[Problem] Of the entries below, return only those lines from the line with "target: crowd of" to the line with "job: trace the outline of every instance of the boxy", exactly, both included.

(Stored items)
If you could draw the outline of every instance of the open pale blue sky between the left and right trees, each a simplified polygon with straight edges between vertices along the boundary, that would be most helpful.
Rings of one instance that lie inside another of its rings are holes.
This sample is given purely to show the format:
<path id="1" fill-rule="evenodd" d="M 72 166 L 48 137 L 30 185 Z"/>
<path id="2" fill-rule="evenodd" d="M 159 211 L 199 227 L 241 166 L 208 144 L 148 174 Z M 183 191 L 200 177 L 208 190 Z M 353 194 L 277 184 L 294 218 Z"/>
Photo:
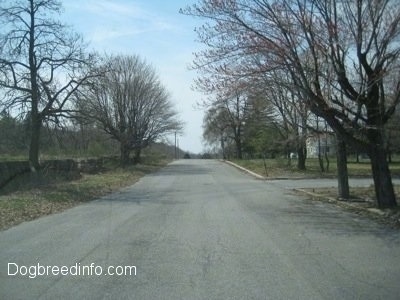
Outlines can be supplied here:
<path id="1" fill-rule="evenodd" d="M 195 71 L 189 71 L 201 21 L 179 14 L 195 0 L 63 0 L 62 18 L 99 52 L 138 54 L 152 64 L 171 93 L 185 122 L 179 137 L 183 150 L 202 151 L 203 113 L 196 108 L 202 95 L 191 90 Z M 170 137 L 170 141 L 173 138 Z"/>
---
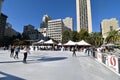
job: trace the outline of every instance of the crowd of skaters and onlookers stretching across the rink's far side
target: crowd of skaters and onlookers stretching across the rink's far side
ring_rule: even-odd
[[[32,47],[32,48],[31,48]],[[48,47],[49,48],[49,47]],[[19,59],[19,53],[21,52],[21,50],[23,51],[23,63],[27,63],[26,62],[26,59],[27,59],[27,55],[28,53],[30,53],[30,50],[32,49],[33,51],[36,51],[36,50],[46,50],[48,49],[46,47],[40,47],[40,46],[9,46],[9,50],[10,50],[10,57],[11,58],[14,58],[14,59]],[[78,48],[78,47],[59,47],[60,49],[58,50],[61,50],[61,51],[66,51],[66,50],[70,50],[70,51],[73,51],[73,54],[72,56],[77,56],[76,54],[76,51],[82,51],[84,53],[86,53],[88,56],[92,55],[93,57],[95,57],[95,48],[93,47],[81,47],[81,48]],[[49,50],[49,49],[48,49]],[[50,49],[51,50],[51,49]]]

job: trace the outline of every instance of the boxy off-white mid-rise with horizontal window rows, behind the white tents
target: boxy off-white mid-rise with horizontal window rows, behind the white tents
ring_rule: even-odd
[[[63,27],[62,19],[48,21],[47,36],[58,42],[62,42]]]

[Answer]
target: crowd of skaters and onlookers stretching across the rink's far side
ring_rule: even-odd
[[[32,47],[32,48],[31,48]],[[48,47],[49,48],[49,47]],[[19,59],[19,53],[21,52],[21,50],[23,51],[23,63],[27,63],[26,62],[26,59],[27,59],[27,55],[28,53],[30,53],[30,50],[32,49],[33,51],[36,51],[36,50],[46,50],[48,49],[46,47],[40,47],[40,46],[9,46],[9,50],[10,50],[10,57],[11,58],[14,58],[14,59]],[[78,48],[78,47],[59,47],[60,49],[58,50],[61,50],[61,51],[66,51],[66,50],[70,50],[70,51],[73,51],[73,54],[72,56],[77,56],[76,54],[76,51],[82,51],[84,53],[86,53],[88,56],[92,55],[93,57],[95,57],[95,48],[93,47],[81,47],[81,48]],[[49,50],[49,49],[48,49]],[[50,49],[51,50],[51,49]]]

job: trace the outline of every instance of the boxy off-white mid-rise with horizontal window rows, behind the white tents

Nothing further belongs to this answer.